*Quoted passage*
▼
Dear Administrator McCarthy:
The following trade associations hereby submit this petition for administrative reconsideration of the final rule entitled "Oil and Natural Gas Sector: Emission Standards for New, Reconstructed, and Modified Sources," published at 81 Fed. Reg. 35824 (June 3, 2016) ("Subpart OOOOa" or "Methane NSPS"). We request that you take the time to review what and who these trade associations represent and not simply jump to the issues we are seeking reconsideration of. Many of these trade associations have been around since or before the 1950s. The trade associations represent the "independent" exploration and production companies - from the "mom and pop" operations to some of the larger producers in the country - but that is all they do and it is all they know. Subpart OOOOa, as finalized, will have a disproportionate impact on independents and especially independents that constitute "small business" under the Regulatory Flexibility Act. The issues raised in this petition fall into two categories: 1) issues that are entitled to reconsideration under Section 307(d)(7)(B) of the Clean Air Act ("CAA"), 42 U.S.C. 7607(d)(7)(B), where it is impracticable to raise an objection during the period of public comment or if the grounds for such an objection arise after the public comment period (but within the time specified for judicial review), and if such objections are of central relevance to the outcome of the rule; and 2) issues the independents commented on, either through their trade association or as an individual company, that the U.S. Environmental Protection Agency ("EPA" or "Agency") failed to address in the final rule and that will have devastating impacts to the exploration and production segment of the industry if not addressed.
▲
*Records provided*
▼
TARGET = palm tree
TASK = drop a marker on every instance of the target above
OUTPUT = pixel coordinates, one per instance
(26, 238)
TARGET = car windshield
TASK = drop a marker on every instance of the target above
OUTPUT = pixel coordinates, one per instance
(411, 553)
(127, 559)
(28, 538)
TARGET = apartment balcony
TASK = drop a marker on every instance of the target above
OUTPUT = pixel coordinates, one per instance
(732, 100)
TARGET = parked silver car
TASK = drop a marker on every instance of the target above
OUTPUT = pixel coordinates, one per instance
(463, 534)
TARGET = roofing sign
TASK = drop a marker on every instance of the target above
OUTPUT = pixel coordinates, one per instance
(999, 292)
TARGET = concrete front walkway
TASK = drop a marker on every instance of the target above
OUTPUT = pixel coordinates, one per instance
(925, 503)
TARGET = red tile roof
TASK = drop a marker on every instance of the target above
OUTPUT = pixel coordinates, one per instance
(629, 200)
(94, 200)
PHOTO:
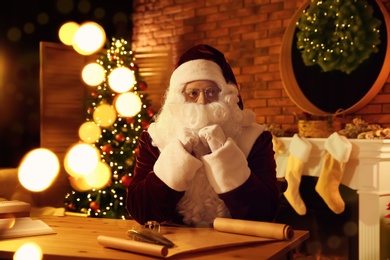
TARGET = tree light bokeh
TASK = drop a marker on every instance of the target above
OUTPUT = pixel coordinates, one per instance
(121, 79)
(81, 159)
(89, 38)
(38, 169)
(67, 32)
(104, 115)
(128, 104)
(93, 74)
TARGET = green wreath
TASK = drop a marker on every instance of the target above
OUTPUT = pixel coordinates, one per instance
(337, 34)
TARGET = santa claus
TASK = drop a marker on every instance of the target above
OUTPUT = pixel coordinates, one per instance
(204, 156)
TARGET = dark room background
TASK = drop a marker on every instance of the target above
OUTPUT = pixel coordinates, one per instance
(23, 24)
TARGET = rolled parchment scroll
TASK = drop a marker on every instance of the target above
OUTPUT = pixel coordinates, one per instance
(254, 228)
(133, 246)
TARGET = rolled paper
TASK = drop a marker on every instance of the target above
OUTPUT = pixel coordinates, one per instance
(133, 246)
(254, 228)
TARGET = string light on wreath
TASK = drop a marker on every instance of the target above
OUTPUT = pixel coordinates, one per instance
(337, 34)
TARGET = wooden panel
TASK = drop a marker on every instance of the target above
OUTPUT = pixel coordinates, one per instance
(155, 68)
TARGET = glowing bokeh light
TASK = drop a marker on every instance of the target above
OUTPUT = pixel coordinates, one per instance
(93, 74)
(29, 251)
(89, 132)
(7, 221)
(104, 115)
(89, 38)
(128, 104)
(79, 184)
(121, 79)
(81, 159)
(100, 176)
(67, 32)
(38, 169)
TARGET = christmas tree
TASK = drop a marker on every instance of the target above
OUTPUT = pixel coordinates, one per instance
(116, 141)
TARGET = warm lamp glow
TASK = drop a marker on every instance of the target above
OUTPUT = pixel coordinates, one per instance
(38, 169)
(104, 115)
(89, 132)
(29, 251)
(99, 177)
(7, 221)
(89, 38)
(128, 104)
(67, 32)
(81, 159)
(79, 184)
(93, 74)
(121, 79)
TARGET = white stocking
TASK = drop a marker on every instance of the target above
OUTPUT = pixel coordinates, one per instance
(299, 153)
(338, 150)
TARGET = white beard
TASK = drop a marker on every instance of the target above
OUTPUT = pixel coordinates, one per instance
(200, 204)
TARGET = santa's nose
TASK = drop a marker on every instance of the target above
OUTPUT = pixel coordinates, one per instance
(202, 98)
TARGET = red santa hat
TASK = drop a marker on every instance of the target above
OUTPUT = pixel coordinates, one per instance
(203, 62)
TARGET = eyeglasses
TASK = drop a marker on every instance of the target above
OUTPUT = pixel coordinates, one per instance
(192, 94)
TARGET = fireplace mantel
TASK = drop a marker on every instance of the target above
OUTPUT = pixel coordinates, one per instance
(367, 172)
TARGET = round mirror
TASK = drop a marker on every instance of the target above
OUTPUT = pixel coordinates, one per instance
(323, 93)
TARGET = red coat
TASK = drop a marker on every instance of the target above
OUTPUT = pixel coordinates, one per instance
(149, 198)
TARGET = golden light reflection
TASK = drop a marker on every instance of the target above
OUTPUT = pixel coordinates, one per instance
(93, 74)
(121, 79)
(128, 104)
(100, 176)
(30, 251)
(38, 169)
(81, 159)
(89, 38)
(104, 115)
(67, 32)
(7, 221)
(89, 132)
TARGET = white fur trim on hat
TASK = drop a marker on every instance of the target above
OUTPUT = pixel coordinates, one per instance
(339, 147)
(193, 70)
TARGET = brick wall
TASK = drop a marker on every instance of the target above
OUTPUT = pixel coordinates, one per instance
(249, 33)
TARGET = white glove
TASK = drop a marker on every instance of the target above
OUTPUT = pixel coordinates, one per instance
(212, 136)
(188, 140)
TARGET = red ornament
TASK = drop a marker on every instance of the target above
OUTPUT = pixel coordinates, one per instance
(94, 206)
(107, 148)
(120, 137)
(134, 67)
(126, 180)
(90, 110)
(142, 86)
(150, 112)
(145, 124)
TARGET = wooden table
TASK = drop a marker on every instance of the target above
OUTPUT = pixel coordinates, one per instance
(76, 238)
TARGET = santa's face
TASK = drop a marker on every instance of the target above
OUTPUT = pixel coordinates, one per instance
(201, 92)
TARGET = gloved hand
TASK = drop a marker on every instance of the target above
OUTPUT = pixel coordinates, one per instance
(212, 136)
(189, 140)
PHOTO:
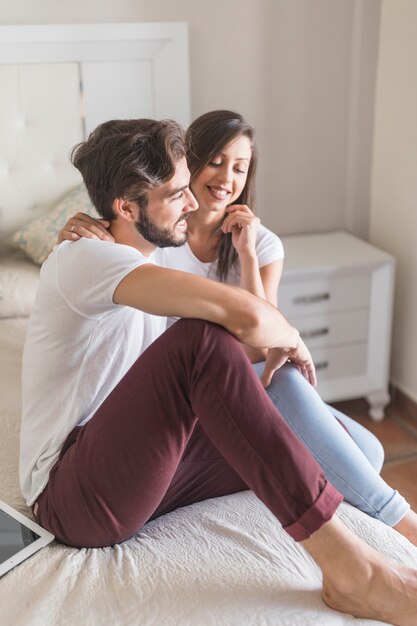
▲
According to the petition letter, how long have many of the trade associations existed?

*Exercise answer*
Since or before the 1950s.